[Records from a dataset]

_ _ _

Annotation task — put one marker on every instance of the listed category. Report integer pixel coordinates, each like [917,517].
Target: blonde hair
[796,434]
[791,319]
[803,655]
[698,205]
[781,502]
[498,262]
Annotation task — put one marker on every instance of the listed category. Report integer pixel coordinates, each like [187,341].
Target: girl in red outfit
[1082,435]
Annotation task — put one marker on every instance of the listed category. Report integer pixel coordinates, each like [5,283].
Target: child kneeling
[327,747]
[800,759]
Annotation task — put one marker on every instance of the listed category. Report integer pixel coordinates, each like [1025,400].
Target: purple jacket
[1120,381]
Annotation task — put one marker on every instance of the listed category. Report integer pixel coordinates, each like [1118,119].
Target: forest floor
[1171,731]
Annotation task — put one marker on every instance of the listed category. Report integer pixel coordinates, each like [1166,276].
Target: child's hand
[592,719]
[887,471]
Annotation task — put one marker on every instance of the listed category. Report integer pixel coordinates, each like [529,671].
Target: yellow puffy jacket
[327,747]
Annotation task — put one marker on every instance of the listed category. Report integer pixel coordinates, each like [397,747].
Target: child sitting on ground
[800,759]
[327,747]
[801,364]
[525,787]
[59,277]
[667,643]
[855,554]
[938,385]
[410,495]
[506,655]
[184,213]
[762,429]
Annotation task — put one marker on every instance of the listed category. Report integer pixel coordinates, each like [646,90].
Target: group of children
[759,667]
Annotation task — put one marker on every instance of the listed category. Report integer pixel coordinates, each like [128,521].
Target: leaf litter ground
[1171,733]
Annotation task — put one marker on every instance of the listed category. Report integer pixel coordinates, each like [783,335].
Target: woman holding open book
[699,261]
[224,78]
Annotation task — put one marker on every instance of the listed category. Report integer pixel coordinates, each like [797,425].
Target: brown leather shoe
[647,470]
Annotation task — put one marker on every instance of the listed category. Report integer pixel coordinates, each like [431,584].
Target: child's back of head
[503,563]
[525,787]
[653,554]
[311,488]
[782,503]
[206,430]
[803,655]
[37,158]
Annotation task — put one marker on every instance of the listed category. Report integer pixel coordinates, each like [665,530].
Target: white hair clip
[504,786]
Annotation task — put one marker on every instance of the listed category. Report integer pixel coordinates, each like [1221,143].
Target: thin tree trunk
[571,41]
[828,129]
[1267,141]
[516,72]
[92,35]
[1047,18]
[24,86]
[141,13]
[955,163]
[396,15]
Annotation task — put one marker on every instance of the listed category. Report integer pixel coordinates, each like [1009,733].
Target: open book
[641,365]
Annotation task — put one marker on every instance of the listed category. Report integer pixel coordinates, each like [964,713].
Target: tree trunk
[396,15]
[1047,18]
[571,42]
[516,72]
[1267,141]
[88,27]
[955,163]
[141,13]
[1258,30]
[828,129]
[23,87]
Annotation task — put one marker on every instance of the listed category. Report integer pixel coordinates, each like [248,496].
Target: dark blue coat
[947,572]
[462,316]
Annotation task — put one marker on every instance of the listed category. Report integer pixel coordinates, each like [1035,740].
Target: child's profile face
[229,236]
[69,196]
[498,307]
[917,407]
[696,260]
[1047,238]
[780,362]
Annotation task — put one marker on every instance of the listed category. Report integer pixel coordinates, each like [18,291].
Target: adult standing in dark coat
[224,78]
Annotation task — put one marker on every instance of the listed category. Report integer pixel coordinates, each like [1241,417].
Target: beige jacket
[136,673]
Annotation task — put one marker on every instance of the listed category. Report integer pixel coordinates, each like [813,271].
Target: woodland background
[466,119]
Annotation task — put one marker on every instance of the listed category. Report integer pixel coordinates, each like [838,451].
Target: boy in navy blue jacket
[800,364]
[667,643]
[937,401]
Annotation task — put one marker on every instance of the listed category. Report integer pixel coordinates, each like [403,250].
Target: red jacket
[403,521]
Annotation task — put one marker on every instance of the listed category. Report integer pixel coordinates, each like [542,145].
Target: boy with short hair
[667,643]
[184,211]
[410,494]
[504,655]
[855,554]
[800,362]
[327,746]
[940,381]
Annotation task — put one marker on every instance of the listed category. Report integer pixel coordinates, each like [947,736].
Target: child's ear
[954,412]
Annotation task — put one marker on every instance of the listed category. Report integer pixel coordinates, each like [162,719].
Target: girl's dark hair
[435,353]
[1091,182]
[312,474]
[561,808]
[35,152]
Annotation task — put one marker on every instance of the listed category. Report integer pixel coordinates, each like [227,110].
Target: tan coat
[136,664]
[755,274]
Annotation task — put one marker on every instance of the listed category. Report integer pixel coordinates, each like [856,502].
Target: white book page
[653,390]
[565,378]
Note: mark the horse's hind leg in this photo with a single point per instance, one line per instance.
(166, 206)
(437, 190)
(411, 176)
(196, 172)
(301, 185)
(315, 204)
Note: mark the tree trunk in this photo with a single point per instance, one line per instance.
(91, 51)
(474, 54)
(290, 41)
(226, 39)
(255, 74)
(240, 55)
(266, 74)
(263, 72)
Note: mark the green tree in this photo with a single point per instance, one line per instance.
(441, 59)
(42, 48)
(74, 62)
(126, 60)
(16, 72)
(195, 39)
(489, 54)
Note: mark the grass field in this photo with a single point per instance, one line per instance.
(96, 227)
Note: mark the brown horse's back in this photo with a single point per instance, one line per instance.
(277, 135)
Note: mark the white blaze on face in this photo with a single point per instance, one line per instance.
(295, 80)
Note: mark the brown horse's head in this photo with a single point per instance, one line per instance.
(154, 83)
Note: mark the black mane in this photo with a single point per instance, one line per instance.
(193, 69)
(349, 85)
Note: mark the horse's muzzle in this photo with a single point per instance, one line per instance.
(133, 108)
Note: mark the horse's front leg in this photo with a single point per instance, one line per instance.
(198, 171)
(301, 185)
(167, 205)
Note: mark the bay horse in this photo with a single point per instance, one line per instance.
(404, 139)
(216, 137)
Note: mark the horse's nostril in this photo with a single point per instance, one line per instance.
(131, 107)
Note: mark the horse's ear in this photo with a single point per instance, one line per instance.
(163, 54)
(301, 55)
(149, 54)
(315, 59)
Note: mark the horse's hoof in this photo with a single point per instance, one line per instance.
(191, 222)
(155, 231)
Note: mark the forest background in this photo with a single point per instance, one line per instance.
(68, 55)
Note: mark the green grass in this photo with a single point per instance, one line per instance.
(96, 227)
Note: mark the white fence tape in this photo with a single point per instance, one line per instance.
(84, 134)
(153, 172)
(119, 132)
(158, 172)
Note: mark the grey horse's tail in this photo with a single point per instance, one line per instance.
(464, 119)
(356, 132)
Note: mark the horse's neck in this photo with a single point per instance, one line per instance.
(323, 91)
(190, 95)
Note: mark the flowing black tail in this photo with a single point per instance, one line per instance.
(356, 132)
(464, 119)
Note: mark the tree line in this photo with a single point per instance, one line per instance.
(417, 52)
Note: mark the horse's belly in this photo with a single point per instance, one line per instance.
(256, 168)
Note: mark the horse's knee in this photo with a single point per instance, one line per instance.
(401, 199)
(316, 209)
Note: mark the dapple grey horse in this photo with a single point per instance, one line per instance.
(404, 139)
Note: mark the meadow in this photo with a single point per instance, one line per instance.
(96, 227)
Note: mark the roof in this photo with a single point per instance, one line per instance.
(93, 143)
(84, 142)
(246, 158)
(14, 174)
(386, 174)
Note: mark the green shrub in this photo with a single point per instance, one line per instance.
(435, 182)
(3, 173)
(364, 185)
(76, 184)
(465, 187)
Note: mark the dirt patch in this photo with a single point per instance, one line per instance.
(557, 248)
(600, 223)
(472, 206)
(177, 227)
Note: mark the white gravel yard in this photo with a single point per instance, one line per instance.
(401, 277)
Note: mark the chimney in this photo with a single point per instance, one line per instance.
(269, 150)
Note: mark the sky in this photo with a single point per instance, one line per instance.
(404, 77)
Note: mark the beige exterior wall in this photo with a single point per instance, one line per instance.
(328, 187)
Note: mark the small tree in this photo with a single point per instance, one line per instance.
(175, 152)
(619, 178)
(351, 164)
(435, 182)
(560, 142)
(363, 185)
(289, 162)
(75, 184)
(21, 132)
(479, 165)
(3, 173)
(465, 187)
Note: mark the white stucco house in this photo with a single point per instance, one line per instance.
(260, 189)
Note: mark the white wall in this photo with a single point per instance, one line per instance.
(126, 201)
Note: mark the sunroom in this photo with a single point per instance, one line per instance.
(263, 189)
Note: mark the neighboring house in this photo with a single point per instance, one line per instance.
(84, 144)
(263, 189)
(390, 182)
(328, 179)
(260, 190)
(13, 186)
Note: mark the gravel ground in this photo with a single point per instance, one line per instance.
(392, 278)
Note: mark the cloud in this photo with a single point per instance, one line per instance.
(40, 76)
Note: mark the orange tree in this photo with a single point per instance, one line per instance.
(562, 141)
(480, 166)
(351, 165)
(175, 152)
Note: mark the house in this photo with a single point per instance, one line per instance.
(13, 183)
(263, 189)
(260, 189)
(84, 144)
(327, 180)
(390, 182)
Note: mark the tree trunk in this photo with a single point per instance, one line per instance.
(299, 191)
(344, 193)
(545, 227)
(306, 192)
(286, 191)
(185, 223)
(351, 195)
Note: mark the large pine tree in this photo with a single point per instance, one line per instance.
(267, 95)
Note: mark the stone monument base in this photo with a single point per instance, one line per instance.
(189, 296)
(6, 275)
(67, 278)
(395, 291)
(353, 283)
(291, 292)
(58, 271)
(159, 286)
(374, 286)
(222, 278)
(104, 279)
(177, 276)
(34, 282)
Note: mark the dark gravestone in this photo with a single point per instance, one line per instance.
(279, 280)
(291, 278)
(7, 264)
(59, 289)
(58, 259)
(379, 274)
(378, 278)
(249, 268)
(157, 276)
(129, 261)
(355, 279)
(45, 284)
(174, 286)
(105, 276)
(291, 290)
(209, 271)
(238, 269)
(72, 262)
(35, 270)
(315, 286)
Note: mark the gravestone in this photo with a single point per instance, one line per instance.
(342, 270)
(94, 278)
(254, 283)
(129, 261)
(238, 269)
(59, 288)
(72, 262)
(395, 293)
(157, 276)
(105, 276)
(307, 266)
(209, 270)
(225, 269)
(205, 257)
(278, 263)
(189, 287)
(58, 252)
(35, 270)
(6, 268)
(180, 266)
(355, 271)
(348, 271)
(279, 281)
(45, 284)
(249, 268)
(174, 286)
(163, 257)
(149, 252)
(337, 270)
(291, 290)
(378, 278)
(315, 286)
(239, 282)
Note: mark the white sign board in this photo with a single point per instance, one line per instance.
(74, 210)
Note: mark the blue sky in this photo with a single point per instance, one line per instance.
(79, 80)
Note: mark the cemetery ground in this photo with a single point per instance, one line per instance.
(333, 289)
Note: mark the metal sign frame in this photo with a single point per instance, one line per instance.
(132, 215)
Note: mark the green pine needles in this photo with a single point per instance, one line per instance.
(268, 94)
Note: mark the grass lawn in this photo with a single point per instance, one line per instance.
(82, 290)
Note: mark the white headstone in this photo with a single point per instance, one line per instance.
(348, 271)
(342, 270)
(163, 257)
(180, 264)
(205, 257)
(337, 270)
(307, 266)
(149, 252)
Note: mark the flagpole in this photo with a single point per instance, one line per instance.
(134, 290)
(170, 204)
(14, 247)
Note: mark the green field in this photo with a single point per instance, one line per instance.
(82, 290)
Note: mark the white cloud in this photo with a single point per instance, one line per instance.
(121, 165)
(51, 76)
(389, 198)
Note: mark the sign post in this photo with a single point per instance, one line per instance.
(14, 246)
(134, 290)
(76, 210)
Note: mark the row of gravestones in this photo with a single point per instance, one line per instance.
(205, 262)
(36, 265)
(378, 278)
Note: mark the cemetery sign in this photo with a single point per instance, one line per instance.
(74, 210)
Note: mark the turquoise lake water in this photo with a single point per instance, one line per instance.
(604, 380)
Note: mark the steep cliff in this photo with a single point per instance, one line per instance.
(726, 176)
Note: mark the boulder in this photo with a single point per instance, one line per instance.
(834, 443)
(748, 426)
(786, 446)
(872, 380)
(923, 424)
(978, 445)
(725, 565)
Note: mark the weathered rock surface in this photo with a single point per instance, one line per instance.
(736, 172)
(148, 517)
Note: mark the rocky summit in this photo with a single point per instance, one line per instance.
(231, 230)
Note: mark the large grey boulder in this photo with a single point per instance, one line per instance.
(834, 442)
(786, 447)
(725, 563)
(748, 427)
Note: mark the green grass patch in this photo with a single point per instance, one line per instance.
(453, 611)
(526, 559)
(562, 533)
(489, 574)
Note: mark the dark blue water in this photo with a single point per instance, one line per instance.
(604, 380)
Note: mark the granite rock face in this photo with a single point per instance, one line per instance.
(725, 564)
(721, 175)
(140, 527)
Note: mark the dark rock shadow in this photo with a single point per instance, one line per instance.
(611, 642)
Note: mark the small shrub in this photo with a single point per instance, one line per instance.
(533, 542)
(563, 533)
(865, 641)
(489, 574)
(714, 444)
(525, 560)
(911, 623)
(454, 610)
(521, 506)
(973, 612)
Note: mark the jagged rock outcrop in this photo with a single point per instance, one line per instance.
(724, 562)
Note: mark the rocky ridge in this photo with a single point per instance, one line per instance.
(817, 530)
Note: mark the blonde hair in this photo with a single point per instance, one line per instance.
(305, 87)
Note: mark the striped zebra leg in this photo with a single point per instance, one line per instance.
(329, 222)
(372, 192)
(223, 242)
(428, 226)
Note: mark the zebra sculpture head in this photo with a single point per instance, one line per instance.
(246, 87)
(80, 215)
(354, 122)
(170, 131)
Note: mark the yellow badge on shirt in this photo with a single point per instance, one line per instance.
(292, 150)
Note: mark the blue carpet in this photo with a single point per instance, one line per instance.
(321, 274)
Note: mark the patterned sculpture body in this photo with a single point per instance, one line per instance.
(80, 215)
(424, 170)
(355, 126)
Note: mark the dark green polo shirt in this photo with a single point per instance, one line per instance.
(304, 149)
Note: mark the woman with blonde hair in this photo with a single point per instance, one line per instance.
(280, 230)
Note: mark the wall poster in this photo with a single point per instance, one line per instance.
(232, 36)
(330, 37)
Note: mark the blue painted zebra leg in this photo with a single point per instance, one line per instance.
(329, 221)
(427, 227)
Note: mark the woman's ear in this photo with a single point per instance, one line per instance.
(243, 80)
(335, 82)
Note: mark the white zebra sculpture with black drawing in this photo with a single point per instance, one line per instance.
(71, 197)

_ _ _

__Work to complete__.
From the data above, output only the lines between the line containing "Target: woman holding open book" and the line containing "each like [1035,740].", inclusive, exactly as written.

__Answer to the exercise__.
Target: woman holding open book
[699,261]
[224,78]
Annotation task — put one marker on every instance of the listed category. Report integer pixel coordinates, each like [797,425].
Target: brown leather shoe
[647,470]
Annotation task — put one marker on every instance of the listed category. Report integer pixel coordinates, each like [431,584].
Target: child's back of head
[503,563]
[525,787]
[653,554]
[311,488]
[782,503]
[206,430]
[803,655]
[37,158]
Annotation task — put one marker on every instance of the listed category. Report integer pixel coordinates, each like [665,530].
Target: white hair clip
[504,786]
Annotation task — put one marker on every instance of the listed category. Report integer pixel coordinates, each like [1221,143].
Target: thin tree trunk
[571,41]
[828,129]
[1267,141]
[516,72]
[92,35]
[1047,18]
[24,86]
[141,13]
[955,163]
[396,15]
Annotation task — put one marker on every instance of the listed category. Report integer pixel coordinates, each like [1009,733].
Target: open book
[641,365]
Annotation task — put one marker on every instance of the listed category. Report integer pixel coordinates, each like [964,713].
Target: tree trunk
[396,15]
[1047,18]
[571,42]
[516,72]
[1267,141]
[88,27]
[955,163]
[141,13]
[1258,30]
[828,129]
[23,87]
Annotation task — put one marker on every instance of the listed category. Report integer pixel coordinates, each like [248,496].
Target: dark blue coat
[947,572]
[462,316]
Annotation task — put one marker on every instance of the listed category. Report integer pixel coordinates, each like [1035,740].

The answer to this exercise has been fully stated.